- _Supplied entries_:
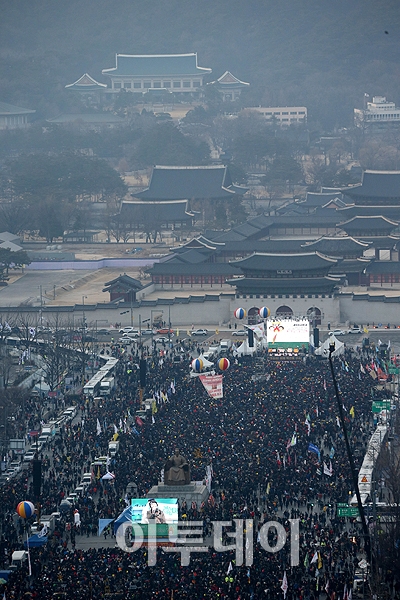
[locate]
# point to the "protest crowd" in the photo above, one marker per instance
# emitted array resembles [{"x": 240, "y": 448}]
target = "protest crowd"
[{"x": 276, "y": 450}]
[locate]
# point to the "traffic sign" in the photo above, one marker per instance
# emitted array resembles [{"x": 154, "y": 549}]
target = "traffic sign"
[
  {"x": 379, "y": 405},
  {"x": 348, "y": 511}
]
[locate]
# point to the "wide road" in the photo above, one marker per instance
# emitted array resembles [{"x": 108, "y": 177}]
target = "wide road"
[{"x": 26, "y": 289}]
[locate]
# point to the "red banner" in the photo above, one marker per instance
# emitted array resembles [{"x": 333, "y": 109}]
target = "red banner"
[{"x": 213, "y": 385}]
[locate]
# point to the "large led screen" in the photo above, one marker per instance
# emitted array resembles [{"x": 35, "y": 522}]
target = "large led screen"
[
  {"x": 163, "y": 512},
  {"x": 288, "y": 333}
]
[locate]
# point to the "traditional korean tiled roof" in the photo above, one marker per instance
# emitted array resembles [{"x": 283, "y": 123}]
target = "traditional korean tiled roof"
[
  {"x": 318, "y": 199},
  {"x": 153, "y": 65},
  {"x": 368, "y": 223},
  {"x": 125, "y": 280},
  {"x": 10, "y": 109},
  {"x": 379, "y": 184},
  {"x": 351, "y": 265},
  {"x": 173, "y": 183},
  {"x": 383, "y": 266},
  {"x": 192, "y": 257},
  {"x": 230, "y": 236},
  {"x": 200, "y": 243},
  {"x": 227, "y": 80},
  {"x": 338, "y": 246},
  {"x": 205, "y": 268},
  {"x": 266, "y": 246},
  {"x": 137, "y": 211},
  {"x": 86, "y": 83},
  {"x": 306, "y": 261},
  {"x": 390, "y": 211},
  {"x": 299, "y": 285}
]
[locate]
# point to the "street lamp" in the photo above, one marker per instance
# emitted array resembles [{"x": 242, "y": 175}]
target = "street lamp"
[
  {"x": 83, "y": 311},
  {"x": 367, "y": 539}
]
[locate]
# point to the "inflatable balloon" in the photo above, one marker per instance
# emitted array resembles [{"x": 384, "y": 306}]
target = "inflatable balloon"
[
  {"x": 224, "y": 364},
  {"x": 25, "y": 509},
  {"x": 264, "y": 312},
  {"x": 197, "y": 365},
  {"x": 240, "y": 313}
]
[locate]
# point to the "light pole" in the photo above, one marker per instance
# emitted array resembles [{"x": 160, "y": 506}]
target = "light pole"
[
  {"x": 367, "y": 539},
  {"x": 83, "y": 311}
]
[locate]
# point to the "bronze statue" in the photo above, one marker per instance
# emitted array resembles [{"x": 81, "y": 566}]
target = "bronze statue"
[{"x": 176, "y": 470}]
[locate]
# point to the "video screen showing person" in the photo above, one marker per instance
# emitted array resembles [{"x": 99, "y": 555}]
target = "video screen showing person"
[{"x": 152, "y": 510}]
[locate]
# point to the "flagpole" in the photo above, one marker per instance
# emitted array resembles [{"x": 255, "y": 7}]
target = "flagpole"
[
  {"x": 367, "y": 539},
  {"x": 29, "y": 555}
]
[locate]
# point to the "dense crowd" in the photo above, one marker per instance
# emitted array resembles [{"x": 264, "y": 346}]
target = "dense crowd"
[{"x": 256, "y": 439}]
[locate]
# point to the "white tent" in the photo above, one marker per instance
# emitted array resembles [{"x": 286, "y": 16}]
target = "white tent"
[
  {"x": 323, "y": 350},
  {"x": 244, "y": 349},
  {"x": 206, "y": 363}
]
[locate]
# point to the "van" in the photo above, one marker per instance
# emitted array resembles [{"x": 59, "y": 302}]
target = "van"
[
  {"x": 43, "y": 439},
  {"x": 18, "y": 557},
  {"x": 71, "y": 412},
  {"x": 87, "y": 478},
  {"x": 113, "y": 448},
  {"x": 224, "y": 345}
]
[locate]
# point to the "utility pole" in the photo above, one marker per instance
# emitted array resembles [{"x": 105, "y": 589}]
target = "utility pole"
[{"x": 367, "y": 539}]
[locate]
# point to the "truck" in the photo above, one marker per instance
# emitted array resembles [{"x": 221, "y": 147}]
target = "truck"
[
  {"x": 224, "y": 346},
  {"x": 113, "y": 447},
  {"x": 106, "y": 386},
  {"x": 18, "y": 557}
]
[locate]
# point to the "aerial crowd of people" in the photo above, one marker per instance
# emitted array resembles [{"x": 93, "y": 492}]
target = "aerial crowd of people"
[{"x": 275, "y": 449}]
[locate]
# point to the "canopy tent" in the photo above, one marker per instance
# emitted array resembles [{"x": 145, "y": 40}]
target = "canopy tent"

- _Problem statement_: Only one number is wanted: the number of lines in the listing that contain the string "canopy".

- _The answer_: 2